Text zur Analyse:
▽

Das eigene Leben links oben auf einem Papier zu beginnen und rechts unten enden zu lassen, also in einem einzigen, langen Fließtext zusammenzufassen: eher schwierig. So ein Vorhaben überfordert den, der schreibt – und auch die künftigen Leser. Wie man viel Stoff in kleine Kapitel unterteilen kann, wie man diese Kapitel dann auf spannende Art aneinanderreiht, nämlich nicht unbedingt chronologisch: Das kann man jetzt sehen an dem tollen Buch „Das Schwarz an den Händen meines Vaters“ von Lena Schätte.
Schätte, eigentlich Krankenschwester von Beruf, erzählt die eigene Familiengeschichte, für den Roman leicht abgewandelt. Der Vater mit dem vielen Schwarz an den Händen war Alkoholiker, gleichzeitiger ein freundlicher Mensch. Den sie, die Tochter, immer wieder nachts im Beet vor dem Haus vorfand, zu betrunken, um reinzukommen ins Haus. Sie weckte ihn dann, und er sagte verlegen zu ihr: „Ich schau mir nur die Sterne an.“ Er war, was auch sie ist: ein begnadeter Geschichtenerzähler, die Leute mochten ihn. Für die Familie war er gleichzeitig: ein Alptraum.
Schätte ist Jahrgang 1993, aufgewachsen im Sauerland, sie arbeitet in der Psychiatrie. Sie studierte am Deutschen Literaturinstitut in Leipzig Kreatives Schreiben, im fünften Anlauf war sie dort genommen worden. Ihr Buch, es ist ihr zweiter Roman, schrieb sie vorwiegend im hässlichen Café eines Baumarkts, weil man sie dort, wie sie sagt, stundenlang sitzenließ vor einer Tasse Kaffee und sie nicht ständig mit der Frage behelligte, ob sie alles habe oder noch was wolle. Ihr Debüt hieß „Ruhrpottliebe“.
Der neue Roman beginnt damit, dass die Mutter ihren beiden Töchtern – Lena hat noch eine Schwester – einbläut, „dass Schnaps Ärger bedeutet. Dass Männer, die Bier trinken, harmlos sind: Sie tanzen und lallen und plaudern private Dinge aus, doch schließlich lassen sie sich ins Bett schubsen und schlafen friedlich ihren Rausch aus“. Lenas Vater trank leider auch Schnaps, er nannte sie, seine Lieblingstochter, „Motte“, sie schreibt: „Dass das kein schönes Tier ist, sage ich ihm oft. Und dann zähle ich ihm auf, wie andere Väter ihre Töchter nennen. Wir sind halt nicht wie die, sagt er dann und lacht.“
Die Kapitel werden einfach durchnummeriert, erst in Kapitel 13 wird das ganze Ausmaß des Dramas offensichtlich: „Als ich noch ein Kind bin, denke ich oft, ich habe zwei Väter. Den einen nüchternen, der schnell rennen kann und gute Verstecke kennt. Der auf alle Fragen eine Antwort weiß und wenn nicht, sich eine gute ausdenkt. Der mit mir einen Film sieht, den ich nicht verstehe, und in der Werbepause erklärt er mir dann alles. Und wenn meine Mutter dann sagt, dafür sei ich viel zu klein, sagt er Nein, Quatsch, sie versteht das!, und ich nicke wild. … Und dann gibt es noch den anderen Vater. Der sich darüber legt und ihn verschwinden lässt.“
Lena Schätte hat ihren Roman innerhalb von nur drei Monaten geschrieben. Dass man auch außer Haus geht, um zu schreiben am eigenen Leben: eine beste Idee. Es kann das Baumarkt-Cafe sein. Es muss aber nicht das Baumarkt-Cafe sein.

△

Extrahierte Zeilen:

▽

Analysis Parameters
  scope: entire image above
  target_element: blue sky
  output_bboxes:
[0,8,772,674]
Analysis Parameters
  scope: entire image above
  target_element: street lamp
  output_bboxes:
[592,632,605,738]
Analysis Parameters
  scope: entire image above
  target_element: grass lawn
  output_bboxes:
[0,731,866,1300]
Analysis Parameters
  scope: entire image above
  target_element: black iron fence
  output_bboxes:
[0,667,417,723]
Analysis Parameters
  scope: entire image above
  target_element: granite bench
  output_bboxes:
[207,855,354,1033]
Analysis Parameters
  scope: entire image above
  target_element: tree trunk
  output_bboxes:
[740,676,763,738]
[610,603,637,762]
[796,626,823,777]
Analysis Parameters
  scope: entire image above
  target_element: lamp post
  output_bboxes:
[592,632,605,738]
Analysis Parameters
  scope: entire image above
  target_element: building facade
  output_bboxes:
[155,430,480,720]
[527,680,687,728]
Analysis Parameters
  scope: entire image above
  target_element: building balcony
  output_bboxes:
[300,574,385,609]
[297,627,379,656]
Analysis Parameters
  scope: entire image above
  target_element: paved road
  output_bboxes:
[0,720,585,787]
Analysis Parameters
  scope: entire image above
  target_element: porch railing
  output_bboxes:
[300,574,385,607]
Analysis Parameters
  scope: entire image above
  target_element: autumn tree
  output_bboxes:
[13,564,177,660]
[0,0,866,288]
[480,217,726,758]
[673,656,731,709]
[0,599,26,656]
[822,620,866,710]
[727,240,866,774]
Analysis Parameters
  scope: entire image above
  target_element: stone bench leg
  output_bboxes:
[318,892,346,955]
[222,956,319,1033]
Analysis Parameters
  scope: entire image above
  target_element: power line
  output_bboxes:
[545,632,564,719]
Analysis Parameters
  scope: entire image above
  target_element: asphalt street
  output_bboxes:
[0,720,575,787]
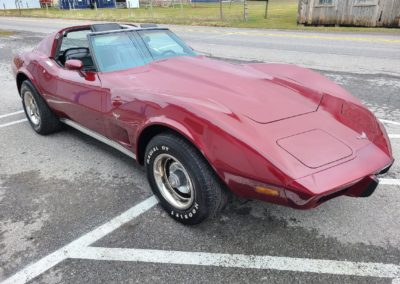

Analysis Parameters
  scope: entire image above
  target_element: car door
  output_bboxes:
[53,30,105,135]
[89,31,150,149]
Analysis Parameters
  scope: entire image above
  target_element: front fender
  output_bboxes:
[135,100,287,203]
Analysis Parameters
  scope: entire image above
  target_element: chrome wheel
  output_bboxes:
[24,91,40,125]
[153,154,194,210]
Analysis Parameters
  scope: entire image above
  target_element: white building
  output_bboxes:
[0,0,40,10]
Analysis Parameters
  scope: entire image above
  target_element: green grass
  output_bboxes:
[0,0,400,32]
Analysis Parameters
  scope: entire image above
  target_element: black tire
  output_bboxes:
[20,80,62,135]
[144,133,229,225]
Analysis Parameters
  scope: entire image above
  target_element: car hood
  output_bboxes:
[105,57,322,123]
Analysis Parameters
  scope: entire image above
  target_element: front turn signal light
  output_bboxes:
[256,186,279,196]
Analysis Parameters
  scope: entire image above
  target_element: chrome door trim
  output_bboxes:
[60,118,136,160]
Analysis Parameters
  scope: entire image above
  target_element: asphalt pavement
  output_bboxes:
[0,17,400,284]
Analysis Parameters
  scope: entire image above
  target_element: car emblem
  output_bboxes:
[357,131,368,140]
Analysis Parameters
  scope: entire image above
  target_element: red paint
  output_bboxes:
[13,26,393,208]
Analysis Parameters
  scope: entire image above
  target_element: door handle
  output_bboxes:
[111,97,124,107]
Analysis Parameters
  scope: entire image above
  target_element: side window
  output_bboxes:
[91,32,148,72]
[60,30,90,52]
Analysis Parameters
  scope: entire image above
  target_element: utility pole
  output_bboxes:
[264,0,269,19]
[219,0,224,21]
[243,0,247,22]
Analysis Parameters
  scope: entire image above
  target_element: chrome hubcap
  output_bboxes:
[153,154,194,210]
[24,91,40,125]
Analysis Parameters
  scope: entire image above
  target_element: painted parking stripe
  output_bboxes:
[0,110,24,118]
[0,118,28,128]
[69,247,400,278]
[1,196,158,284]
[379,119,400,125]
[379,178,400,185]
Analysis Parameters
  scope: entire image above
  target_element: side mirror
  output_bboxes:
[65,59,83,71]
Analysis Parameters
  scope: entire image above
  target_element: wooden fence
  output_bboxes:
[297,0,400,27]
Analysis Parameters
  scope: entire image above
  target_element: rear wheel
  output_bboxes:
[21,81,61,135]
[145,133,228,225]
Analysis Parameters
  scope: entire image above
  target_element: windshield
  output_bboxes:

△

Aufgaben:
1. Gib aus dem Text über Lena Schättes Roman den Abschnitt wortgetreu wieder, der mit „Das eigene Leben“ anfängt und bis einschließlich „von Lena Schätte.“ reicht.
2. Prüfe anhand des Textes über Lena Schättes Roman, ob die folgenden Aussagen zutreffen. Antworte jeweils mit Ja oder Nein und zitiere die entscheidenden Wörter des Textes wörtlich.
(a) Schätte wurde am Deutschen Literaturinstitut in Leipzig erst beim fünften Versuch aufgenommen.
(b) Die Mutter bringt ihren Töchtern bei, dass Männer, die Bier trinken, gefährlich sind.
(c) Für das Schreiben des Romans brauchte Schätte mehr als ein Jahr.

Erwartete Antworten:
1.
Das eigene Leben links oben auf einem Papier zu beginnen und rechts unten enden zu lassen, also in einem einzigen, langen Fließtext zusammenzufassen: eher schwierig. So ein Vorhaben überfordert den, der schreibt – und auch die künftigen Leser. Wie man viel Stoff in kleine Kapitel unterteilen kann, wie man diese Kapitel dann auf spannende Art aneinanderreiht, nämlich nicht unbedingt chronologisch: Das kann man jetzt sehen an dem tollen Buch „Das Schwarz an den Händen meines Vaters“ von Lena Schätte.

2.
(a) Ja: „im fünften Anlauf war sie dort genommen worden“
(b) Nein: „Dass Männer, die Bier trinken, harmlos sind“
(c) Nein: „Lena Schätte hat ihren Roman innerhalb von nur drei Monaten geschrieben.“